» Provided records:
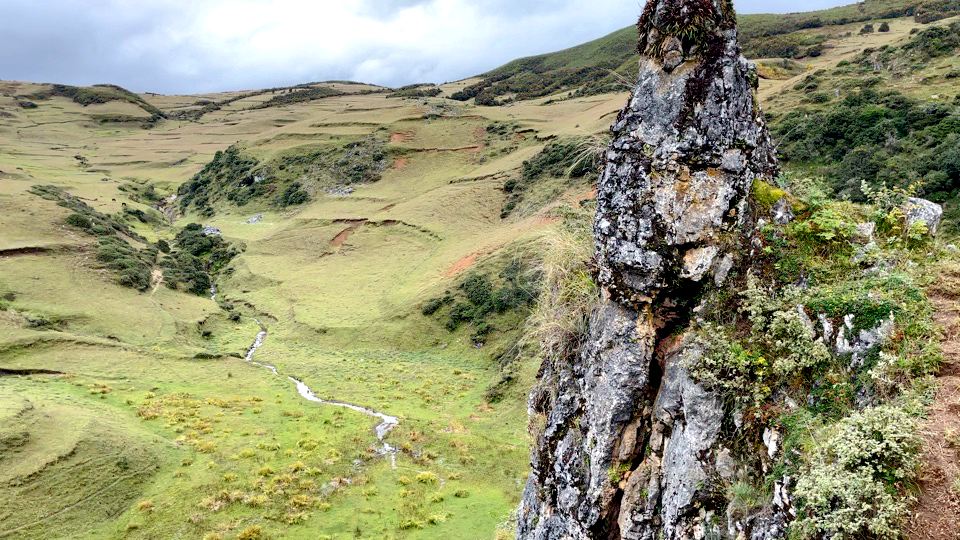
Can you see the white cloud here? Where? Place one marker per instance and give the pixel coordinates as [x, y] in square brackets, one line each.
[190, 46]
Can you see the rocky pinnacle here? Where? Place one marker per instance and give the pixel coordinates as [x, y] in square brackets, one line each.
[628, 445]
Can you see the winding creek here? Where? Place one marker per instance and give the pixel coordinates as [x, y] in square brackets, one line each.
[387, 422]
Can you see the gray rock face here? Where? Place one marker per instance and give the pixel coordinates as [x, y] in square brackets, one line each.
[632, 447]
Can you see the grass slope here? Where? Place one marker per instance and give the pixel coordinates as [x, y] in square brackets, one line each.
[586, 68]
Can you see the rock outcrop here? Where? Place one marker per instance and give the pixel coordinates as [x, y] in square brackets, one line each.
[631, 446]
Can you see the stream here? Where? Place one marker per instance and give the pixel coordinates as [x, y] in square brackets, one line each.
[387, 422]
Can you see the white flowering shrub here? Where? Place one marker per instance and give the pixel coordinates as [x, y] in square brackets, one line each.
[856, 487]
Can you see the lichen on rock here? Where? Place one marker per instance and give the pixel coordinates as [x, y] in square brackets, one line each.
[674, 221]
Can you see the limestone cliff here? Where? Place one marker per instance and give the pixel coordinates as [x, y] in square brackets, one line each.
[631, 443]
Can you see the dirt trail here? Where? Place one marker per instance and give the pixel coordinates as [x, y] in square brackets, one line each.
[937, 513]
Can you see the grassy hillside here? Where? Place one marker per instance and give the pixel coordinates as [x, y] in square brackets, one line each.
[390, 243]
[603, 64]
[401, 206]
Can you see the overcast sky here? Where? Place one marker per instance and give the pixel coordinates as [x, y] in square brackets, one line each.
[192, 46]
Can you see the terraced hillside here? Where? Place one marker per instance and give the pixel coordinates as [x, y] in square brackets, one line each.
[385, 249]
[190, 438]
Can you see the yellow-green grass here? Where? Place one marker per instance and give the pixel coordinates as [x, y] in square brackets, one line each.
[846, 43]
[344, 316]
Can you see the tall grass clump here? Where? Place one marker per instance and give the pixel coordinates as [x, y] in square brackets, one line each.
[560, 319]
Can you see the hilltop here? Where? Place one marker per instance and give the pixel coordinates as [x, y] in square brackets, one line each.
[392, 244]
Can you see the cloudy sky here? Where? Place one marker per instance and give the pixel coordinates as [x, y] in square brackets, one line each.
[192, 46]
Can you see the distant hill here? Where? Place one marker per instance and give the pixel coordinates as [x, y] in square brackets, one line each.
[602, 65]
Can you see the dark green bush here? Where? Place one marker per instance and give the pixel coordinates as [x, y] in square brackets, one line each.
[294, 194]
[133, 267]
[877, 137]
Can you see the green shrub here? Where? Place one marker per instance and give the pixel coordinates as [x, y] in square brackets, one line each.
[133, 267]
[856, 487]
[293, 195]
[781, 344]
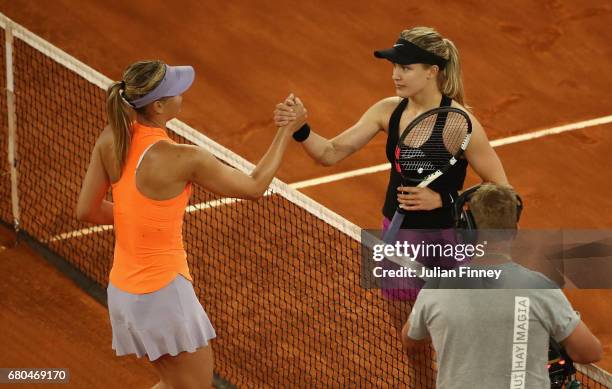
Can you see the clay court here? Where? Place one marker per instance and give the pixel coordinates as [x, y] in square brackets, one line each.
[528, 67]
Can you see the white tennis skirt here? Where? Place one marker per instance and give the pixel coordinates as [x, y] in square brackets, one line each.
[168, 321]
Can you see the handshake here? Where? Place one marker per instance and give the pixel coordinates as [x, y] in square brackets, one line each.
[291, 115]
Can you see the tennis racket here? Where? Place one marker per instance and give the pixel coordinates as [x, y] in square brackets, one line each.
[432, 143]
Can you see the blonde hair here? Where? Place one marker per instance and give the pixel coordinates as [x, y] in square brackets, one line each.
[494, 207]
[140, 78]
[449, 80]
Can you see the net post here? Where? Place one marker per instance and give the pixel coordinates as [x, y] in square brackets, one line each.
[12, 122]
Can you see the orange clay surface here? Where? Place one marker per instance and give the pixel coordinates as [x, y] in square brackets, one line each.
[527, 66]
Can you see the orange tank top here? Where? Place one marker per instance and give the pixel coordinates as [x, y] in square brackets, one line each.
[149, 250]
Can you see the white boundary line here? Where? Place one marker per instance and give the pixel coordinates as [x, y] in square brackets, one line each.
[495, 143]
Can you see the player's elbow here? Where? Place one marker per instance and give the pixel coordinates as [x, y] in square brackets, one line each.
[327, 162]
[590, 354]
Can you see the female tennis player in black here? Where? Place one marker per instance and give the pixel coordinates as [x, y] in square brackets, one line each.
[426, 74]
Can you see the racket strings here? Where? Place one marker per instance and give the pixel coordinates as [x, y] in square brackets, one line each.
[432, 143]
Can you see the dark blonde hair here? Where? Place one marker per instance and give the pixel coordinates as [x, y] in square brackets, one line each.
[140, 78]
[449, 79]
[494, 207]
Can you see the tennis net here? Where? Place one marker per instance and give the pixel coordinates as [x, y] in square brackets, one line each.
[280, 277]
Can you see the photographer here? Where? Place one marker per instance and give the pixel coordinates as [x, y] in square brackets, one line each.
[497, 336]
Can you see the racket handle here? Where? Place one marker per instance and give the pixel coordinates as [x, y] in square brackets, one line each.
[396, 223]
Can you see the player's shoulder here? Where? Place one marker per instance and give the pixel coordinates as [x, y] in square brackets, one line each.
[388, 103]
[468, 111]
[106, 136]
[384, 108]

» To be done: Set out exactly the run of lines that begins at the line holding "Can you see the blonde" and ends at the last line of the data.

» Written response:
Can you see the blonde hair here? Where? Place one marker per instance and give the pixel coordinates as [x, y] in square brackets, one line each.
[494, 207]
[140, 78]
[449, 80]
Can you see the net post here? Where? Place one marker per instance and give the pixel coordinates as [x, y] in square brackets, one line each.
[12, 122]
Can you see the orange clay surface here? Where? Place one marker per instance and give the pixel coordinates as [x, y] in square brackets, one line each.
[527, 66]
Can you see the orange tank top here? Where? Place one marker per instance and give the pixel coordinates as [x, y] in square brackets, one line each.
[149, 250]
Can you see the white boundary line here? Where? Place one marker per instance and give the pixel coordinates as [x, y] in square brackets, one line each.
[495, 143]
Can you see the player's elbow here? Where? Place one marker per instance and give the pixel coordinates as [x, y] in square brackets, one line each.
[327, 162]
[590, 354]
Can you see the female tennis player in black here? Where? Place one marker per instance and give the pixel coordinates as [x, y] in square brackets, one line each.
[426, 74]
Can you see the racket strings here? Where? Place one marker per instance and give the pixel coordinates as [x, y] in square brackets, one line each.
[432, 143]
Can you see the dark blonde hair here? Where? Place one marker per instance and give the pixel coordinates as [x, y] in square brackets, one line each.
[140, 78]
[449, 79]
[494, 207]
Can you see the tennis net here? Where? Place one marker per instance and give the pixel coordinates as [x, y] in square brackets, one line each.
[280, 277]
Can you see the photographer here? Where? Place one marker per instance and give the pixel coordinates as [x, y] in square brackets, one line each.
[497, 336]
Can you see the racket handle here? Where? Place one marker per instance and give the pixel coordinates as [x, y] in square brackets, one line each.
[396, 223]
Can you see the player's shoulder here? Where? Place one marker per instance and give the pixel coordinates as [x, y] in square brackets, one line each.
[388, 103]
[468, 111]
[106, 136]
[384, 108]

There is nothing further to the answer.